(Items from a dataset)

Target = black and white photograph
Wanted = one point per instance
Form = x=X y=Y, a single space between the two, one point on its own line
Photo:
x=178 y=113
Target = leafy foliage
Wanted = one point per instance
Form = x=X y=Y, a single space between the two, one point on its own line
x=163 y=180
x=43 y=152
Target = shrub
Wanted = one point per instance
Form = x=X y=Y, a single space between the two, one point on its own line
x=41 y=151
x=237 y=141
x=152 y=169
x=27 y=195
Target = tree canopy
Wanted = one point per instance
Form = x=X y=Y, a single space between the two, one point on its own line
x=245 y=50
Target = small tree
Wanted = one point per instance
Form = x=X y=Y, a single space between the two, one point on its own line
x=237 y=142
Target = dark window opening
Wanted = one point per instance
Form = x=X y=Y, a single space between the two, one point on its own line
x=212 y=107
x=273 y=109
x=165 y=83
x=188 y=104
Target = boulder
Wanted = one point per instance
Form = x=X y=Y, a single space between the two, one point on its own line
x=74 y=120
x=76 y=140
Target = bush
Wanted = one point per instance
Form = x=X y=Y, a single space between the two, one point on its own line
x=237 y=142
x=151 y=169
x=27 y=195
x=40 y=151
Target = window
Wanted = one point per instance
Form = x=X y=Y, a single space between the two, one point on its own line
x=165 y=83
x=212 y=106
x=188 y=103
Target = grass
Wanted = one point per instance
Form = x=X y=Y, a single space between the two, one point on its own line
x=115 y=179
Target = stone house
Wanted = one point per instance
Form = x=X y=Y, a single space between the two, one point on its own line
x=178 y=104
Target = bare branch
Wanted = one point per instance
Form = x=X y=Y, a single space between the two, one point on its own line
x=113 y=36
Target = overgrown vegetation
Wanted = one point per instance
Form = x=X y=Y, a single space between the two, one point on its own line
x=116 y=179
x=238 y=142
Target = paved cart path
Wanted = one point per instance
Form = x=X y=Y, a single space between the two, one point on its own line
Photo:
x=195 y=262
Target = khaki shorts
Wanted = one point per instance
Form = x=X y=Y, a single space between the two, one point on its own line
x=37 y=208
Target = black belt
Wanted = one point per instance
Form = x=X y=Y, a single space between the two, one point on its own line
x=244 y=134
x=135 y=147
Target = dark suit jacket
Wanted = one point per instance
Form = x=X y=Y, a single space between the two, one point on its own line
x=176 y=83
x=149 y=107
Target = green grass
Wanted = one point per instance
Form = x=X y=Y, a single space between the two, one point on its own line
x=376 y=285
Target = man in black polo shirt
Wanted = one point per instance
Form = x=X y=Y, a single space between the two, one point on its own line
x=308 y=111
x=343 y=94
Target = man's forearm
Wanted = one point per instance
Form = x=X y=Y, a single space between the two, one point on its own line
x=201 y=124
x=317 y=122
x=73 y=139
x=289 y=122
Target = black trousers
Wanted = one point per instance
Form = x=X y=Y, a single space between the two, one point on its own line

# REQUIRED ACTION
Report the number of lines above holding "black", and only that.

# ANSWER BELOW
4